For those of you who are relatively new to the complexities involved in the pricing of collateralized debt obligations (CDOs), this Financial Times article, “Worries grow about the true value of repackaged debt,” gives a good overview. Since the article is lengthy, and the first part covers largely familiar ground, I’ve excerpted the second half.
One thing nags at me as I read this article. The assumption, which is articulated by a consultant, Christopher Whalen is that more liquidity would help pricing (in financial markets, that is close to a tautology):
The lack of a publicly quoted market for CDOs and like assets is exacerbating the liquidity problems for these assets beyond the underlying economics, for example, in subprime real estate
Now it is undeniable that more trading of CDOs would give more pricing benchmarks. Something is obviously better than nothing. But this market is a harder nut to crack than most people imagine. My belief is that a very considerable range of CDOs would need to be traded to provide enough data points to be useful. And lacking natural buyers and sellers (no one in the normal course of events sells this stuff, unless there is a problem, which means buyers are likely to be chary), it’s hard to imagine how market participants are going to get around this issue.
The reason I stress this issue is that readers might easily imagine that if a few “benchmark” CDOs were to be traded with some frequency, that would give this sector the anchors it needed for more realistic price marking for the CDOs that don’t trade. But these instruments are so arcane, so complex, and so highly differentiated on so many axes that one is likely to need to have a large number of CDOs trading to capture enough permutations to allow for realistic pricing.

> **Listing**:
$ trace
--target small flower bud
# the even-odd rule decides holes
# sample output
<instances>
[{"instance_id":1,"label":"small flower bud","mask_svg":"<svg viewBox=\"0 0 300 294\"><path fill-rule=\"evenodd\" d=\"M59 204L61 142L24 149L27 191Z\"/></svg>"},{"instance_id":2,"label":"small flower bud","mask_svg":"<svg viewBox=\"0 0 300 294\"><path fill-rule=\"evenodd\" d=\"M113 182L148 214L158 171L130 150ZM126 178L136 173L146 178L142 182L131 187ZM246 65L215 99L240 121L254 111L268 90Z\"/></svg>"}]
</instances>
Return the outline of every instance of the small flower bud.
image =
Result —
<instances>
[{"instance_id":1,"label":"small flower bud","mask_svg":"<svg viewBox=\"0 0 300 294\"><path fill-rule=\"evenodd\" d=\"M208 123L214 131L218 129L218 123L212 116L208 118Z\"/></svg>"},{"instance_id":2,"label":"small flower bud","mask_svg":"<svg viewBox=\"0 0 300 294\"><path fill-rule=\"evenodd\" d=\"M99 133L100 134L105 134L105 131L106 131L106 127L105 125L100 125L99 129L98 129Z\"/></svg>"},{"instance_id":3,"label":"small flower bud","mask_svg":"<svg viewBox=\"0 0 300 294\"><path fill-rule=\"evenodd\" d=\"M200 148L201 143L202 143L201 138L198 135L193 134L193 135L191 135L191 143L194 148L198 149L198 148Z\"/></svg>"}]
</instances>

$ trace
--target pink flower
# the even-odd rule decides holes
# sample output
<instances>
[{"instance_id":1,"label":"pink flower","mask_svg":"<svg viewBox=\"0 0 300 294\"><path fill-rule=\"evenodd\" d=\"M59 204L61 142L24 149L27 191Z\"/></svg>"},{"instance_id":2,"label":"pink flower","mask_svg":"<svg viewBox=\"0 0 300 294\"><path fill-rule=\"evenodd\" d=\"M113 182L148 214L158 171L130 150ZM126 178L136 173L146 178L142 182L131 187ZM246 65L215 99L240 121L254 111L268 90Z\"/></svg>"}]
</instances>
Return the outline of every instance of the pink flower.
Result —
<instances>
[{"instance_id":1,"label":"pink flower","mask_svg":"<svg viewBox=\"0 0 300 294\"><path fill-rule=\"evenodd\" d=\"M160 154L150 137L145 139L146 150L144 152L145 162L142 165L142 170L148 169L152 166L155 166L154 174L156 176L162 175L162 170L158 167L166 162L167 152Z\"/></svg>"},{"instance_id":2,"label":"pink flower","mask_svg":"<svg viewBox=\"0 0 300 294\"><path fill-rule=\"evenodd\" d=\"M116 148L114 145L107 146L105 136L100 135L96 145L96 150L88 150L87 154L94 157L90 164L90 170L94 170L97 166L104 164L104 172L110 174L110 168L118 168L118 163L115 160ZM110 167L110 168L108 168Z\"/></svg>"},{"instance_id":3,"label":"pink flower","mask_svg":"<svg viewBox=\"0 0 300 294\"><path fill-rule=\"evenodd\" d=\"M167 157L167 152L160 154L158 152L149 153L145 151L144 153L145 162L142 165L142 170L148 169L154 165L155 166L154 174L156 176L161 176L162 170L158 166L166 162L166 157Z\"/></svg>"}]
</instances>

> **Request**: Extend the commentary on the pricing of collateralized debt obligations, beginning immediately after its final sentence.

> **Answer**:
Let’s consider the variations: underlying assets (they can contain any tranche of asset backed securities, other CDOs or even CDOs of CDOs, whole loans, mortgages), degree of credit enhancement (whether via overcollateralization or the use of guarantees), leverage, use of synthetics (I may have managed to miss an attribute or two, but you get the picture). As a result, the maturity of the deals vary, and the structures used to achieve the desired credit ratings are all over the map.
So even if a few of these puppies traded, I’m not sure what it tells you. You could try to infer what that means for illiquid issues, but unless you have a statistically reasonable sample trading, it’s hard to decompose why the liquid issues are priced the way they are priced. Or else you make an educated guess as to why they trade the way they trade and use a very complicated model to relate the price to the untraded paper you own. I’m sure it would be an improvement on what we have now, but my sense is that the public at large is overestimating the benefit of more active trading of a few issues. “A few issues” won’t scratch the surface of the variety and hairiness of the paper out there.
And there are a few other barriers: you can’t get the deal documents. No kidding. The Fed can’t even get them because it isn’t a “qualified investor.” (Should the Fed start a hedge fund so it can study this problem?). From “Where Did the Risk Go? How Misapplied Bond Ratings Cause Mortgage Backed Securities and Collateralized Debt Obligation Market Disruptions,” by Joshua Rosner and Joseph Mason (pages 83-4):
At present, even financial regulators are hampered by the opacity of over-the-counter CDO and MBS markets, where only “qualified investors” may peruse the deal documents and performance reports. Currently none of the bank regulatory agencies (OCC, Federal Reserve, or FDIC) are deemed “qualified investors.” Even after that designation, however, those regulators must receive permission from each issuer to view their deal performance data and prospectus in order to monitor the sector.
So if regulators can’t get the description of the securities, market participants certainly won’t. So what good is a price if you aren’t really certain what is being traded?
In addition, the discussion in the FT article presupposes the CDOs are passive CDOs, meaning the assets are assembled and the CDO is structured before it is sold to investors. Yet many CDOs are “active” or “managed” CDOs, meaning blind pools. Blind pools that are tranched, often with leverage and often buying other CDOs or “CDO squared” (CDOs of CDOs). That means the investors pony up money before the fund (it is like a convoluted mutual fund) is formed, and the managed gets to trade it over its three to five year life. No CDO manager is going to disclose his holdings (it would put him at a competitive disadvantage) but how can you value it otherwise?
I don’t understand how anyone with an operating brain cell could have bought this stuff, and the supervising grown-ups (the regulators) seem powerless to do anything to ameliorate the situation.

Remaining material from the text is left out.